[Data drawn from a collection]
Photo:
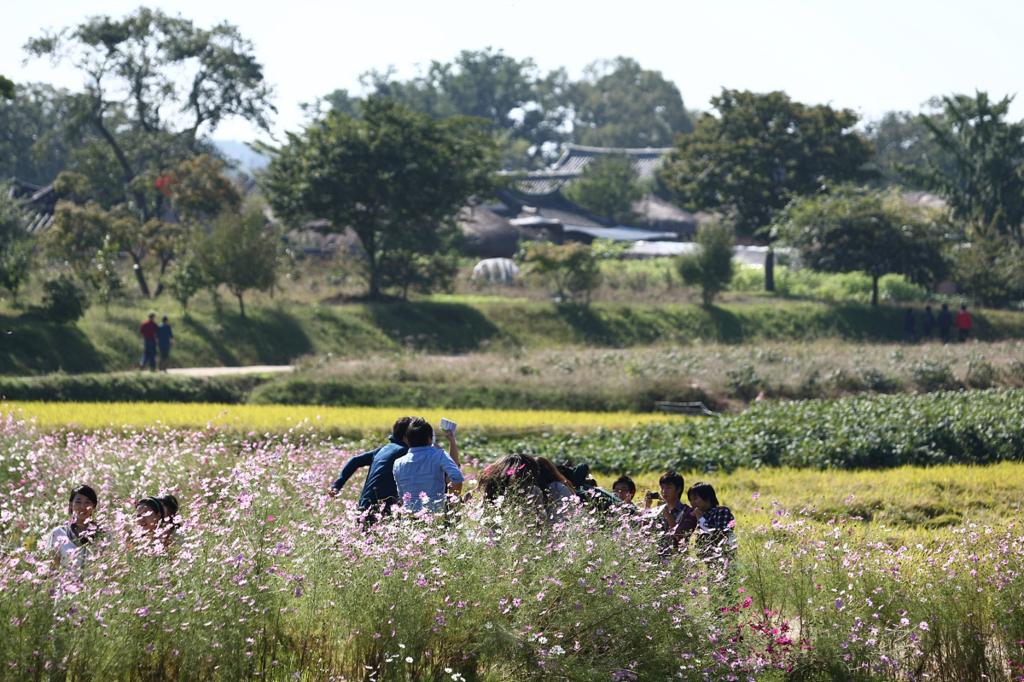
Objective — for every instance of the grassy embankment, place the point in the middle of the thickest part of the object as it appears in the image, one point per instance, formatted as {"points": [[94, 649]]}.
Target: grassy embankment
{"points": [[403, 334]]}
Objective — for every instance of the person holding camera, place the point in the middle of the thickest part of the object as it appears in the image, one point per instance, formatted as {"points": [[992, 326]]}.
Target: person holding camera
{"points": [[673, 517]]}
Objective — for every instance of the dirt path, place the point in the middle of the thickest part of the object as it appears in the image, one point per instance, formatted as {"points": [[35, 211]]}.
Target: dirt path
{"points": [[225, 371]]}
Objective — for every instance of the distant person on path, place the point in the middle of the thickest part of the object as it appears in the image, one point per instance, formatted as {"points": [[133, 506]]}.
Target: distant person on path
{"points": [[423, 473], [927, 324], [964, 323], [165, 339], [379, 491], [148, 332], [944, 322], [909, 327]]}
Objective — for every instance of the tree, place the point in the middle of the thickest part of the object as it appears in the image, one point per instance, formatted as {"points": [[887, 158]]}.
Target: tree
{"points": [[36, 144], [186, 279], [240, 252], [572, 268], [619, 103], [759, 153], [15, 244], [854, 228], [710, 265], [64, 301], [608, 185], [396, 177], [990, 267], [526, 113], [982, 174], [157, 87], [103, 274], [902, 140]]}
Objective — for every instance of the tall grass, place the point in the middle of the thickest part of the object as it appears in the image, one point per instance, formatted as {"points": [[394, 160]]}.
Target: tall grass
{"points": [[270, 579]]}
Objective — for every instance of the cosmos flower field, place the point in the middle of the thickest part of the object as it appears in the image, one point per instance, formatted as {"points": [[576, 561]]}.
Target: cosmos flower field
{"points": [[269, 579]]}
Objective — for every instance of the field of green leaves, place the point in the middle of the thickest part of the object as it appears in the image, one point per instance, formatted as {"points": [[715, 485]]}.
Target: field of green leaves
{"points": [[866, 432]]}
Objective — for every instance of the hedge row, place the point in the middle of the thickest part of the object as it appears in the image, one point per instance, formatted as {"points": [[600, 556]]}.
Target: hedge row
{"points": [[867, 432], [140, 387]]}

> YOUR TASK
Copy every one of the records above word for word, leaving out the pictures.

> EXERCISE RESULT
Photo:
Objective — for every instance of the grassy embankment, place the point in the middle of the thickest part of the object as it appears in the image, one point per instance, formatted as {"points": [[94, 649]]}.
Target: grassy embankment
{"points": [[403, 334]]}
Objective — for every instance of the person holding camera, place the point in the middle of the thickest part of the object as it appears in the image, one point per instance, formatted as {"points": [[992, 326]]}.
Target: person holding camera
{"points": [[673, 517]]}
Objective — for every instance of the dirt path, place the point in the middle of the thickest part of the object as it appears in the image, one point per instance, formatted as {"points": [[35, 211]]}.
Target: dirt path
{"points": [[225, 371]]}
Objective — for every instance of the distant person on path, place the point in the middle of the thickest part of the object as it appears in the image, one point per instance, formatted as {"points": [[133, 506]]}.
Target: distant person on path
{"points": [[423, 473], [927, 324], [964, 323], [165, 339], [379, 491], [148, 332], [944, 322], [909, 327]]}
Objective — for every instance of the tree, place the point in the middle of the thickest part of the object as it appears in the image, one point per instance, formatted as {"points": [[887, 158]]}.
Target: tree
{"points": [[36, 144], [186, 279], [240, 252], [572, 268], [619, 103], [759, 153], [15, 244], [854, 228], [710, 265], [64, 301], [608, 185], [396, 177], [990, 267], [526, 113], [982, 174], [157, 87], [103, 274], [902, 140]]}
Objective — for every instance of the tall grass, place the point in the middle of the thickest part of the object as it appears in the image, one point per instance, formatted as {"points": [[394, 160]]}.
Target: tall grass
{"points": [[270, 579]]}
Objective — for every instance of the cosmos flower field, place the point in the middle of the thickest part of the object as it appears in the image, one point per instance, formatted as {"points": [[576, 561]]}.
Target: cosmos flower field
{"points": [[269, 579]]}
Objective — for every instance of the field of green leaves, place the point in the middle of the thickest part of the object as it appears in the image, one point per instance, formatted as {"points": [[715, 485]]}.
Target: field of green leaves
{"points": [[866, 432]]}
Objective — for every instance of the hedge row, place the point in the middle of the thickest part of the object as it appears in the image, one point per instance, formatted as {"points": [[600, 556]]}.
Target: hedge row
{"points": [[867, 432], [140, 387]]}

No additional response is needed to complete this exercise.